Consolidated, Public & Contingency Funds - Government Accounts Explained

Classification of Government Accounting in India For a specific treatment of government accounts in India. The constitution of India has clearly provided  for three funds or accounts:
(l) The Consolidated Fund of India [Article 266(1)]
(2) The Public Account [Article 266(2)]
(3) The Contingency Fund of India [Article 267(1)]
  • These funds and accounts exist separately for the Government of India, for each State and for each Union Territory having a Legislative Assembly.  There is  no separate Public Account in the case of Union Territory Governments, the transactions pertaining to this account shall be booked in the Public account of the Central Government.
  • The Accounts of Union Territories of Delhi, Andaman and Nicobar Island, Dadra and Nagar Haveli, Lakshadweep, Chandigarh and Daman and Diu which do not have Legislative Assemblies, form part of the Accounts of the Government of India.

# Task instructions:
1. Answer these questions from the passage on government accounts in India:
(a) Which constitutional article provides for the Public Account?
(b) Which constitutional article provides for the Contingency Fund of India?
(c) The accounts of Union Territories without Legislative Assemblies form part of which government's accounts?
2. Extend the passage on government accounts in India, picking up after its final sentence.

# Data shown:
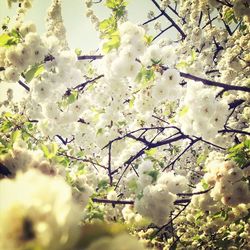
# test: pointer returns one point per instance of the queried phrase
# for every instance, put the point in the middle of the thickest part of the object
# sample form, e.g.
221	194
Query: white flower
156	204
11	74
32	217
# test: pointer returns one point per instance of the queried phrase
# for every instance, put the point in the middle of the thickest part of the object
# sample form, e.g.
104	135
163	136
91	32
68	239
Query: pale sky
80	32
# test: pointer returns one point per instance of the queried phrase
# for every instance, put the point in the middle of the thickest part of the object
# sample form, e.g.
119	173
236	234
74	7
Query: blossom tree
143	144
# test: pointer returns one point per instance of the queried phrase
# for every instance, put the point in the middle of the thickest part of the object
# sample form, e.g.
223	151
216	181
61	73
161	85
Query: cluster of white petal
16	58
155	198
228	187
31	217
201	114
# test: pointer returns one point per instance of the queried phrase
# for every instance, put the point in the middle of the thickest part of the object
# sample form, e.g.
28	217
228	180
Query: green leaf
205	185
201	158
151	152
145	76
154	174
132	184
34	71
50	150
78	51
113	43
15	135
148	39
103	184
182	64
4	38
183	111
131	102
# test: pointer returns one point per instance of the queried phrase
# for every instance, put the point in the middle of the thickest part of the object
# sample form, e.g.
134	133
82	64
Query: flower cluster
31	217
17	58
200	113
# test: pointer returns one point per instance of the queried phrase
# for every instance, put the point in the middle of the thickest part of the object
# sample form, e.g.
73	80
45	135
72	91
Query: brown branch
227	87
183	35
84	84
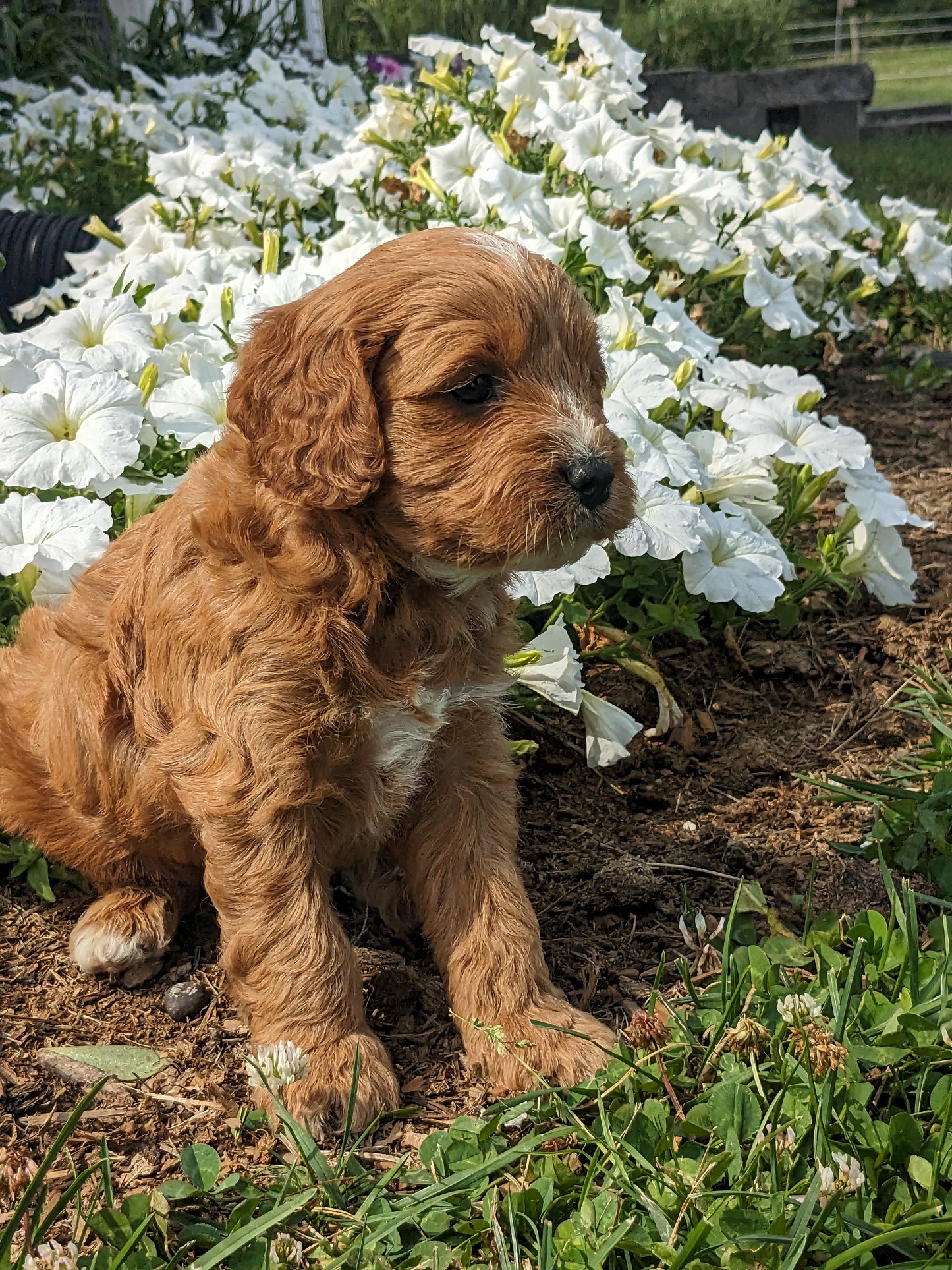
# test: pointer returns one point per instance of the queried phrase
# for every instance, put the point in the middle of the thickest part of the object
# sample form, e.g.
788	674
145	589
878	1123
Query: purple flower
385	68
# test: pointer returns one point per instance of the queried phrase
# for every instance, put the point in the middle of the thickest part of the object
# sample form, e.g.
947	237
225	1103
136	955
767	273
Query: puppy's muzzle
592	480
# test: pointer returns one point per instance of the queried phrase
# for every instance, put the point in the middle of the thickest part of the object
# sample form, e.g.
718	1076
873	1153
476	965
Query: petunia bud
148	382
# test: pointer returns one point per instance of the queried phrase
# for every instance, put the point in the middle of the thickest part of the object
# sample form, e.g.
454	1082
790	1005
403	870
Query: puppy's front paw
123	929
553	1056
320	1100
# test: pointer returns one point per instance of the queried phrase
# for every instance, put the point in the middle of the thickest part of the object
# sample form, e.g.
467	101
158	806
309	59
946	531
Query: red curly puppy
294	664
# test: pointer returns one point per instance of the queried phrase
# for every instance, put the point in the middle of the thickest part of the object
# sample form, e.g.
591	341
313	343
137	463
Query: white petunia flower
602	150
773	426
70	428
639	379
930	258
664	523
876	554
776	300
733	563
658	452
871	494
557	674
115	324
456	165
608	730
516	196
541	586
53	586
55	534
193	407
276	1066
733	473
611	250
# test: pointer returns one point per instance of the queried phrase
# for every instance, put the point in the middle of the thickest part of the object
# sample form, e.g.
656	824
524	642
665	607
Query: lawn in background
926	75
918	167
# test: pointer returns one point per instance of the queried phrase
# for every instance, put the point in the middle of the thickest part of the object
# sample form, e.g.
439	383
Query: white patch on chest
403	734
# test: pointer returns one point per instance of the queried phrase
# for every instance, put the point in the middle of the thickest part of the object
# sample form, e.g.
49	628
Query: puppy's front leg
290	963
460	860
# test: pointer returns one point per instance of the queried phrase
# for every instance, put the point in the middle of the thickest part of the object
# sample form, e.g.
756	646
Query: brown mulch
609	857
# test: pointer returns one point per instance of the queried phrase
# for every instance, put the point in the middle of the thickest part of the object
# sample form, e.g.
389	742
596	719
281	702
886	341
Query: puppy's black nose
592	480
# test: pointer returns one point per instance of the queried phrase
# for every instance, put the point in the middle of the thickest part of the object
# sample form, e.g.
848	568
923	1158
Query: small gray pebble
186	998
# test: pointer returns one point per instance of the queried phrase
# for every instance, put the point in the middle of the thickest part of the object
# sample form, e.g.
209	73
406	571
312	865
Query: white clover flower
783	1140
55	534
608	730
70	428
851	1176
876	554
52	1256
697	939
557	674
798	1008
776	300
286	1252
733	563
277	1064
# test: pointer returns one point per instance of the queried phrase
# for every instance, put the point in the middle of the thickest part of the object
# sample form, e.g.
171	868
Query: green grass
918	167
909	76
739	1126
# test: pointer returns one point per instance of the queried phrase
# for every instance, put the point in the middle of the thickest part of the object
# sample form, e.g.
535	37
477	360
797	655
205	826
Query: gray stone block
827	102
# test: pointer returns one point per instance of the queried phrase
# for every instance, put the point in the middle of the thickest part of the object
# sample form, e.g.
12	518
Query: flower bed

# In response:
1.
(a) Article 266(2)
(b) Article 267(1)
(c) The Government of India

2.
  • Compare/Differences between Consolidated Fund and Contingency Fund of India and Public Accounts can be easily understood after reading the entire article.
differences between Consolidated Fund of India, The Public Account  Contingency Fund of India

CONSOLIDATED FUND OF INDIA
  • There is both for the centre and each of the states, a consolidated fund to which all incomes received by the government are credited. These income comprise all revenues. (i) tax or non-tax; (ii) all short-term loans like the Treasury Bills and ways and means, and (3) moneys received by the government in repayment of loans it had advanced previously.
  • Certain expenditures like the salaries and allowances of the President, the Chief Election Commissioner, the Comptroller and Auditor General of India. the Supreme Court charged upon it. i.e..they have to paid out of regardless of legislative sanction. They are described as non-rateable items of expenditure.
  • All government expenditure is made from this fund, except for exceptional items met from the Contingency Fund or the Public Account.
  • No money can be withdrawn from this fund without the Parliament's approval. The time of withdrawal is at the time of Budget. Budget is a procedure to withdraw the generated money for useful purposes.
  • Non-votable Expenditure part of Consolidated Fund of India is not subjected or reduced under CUT Motions.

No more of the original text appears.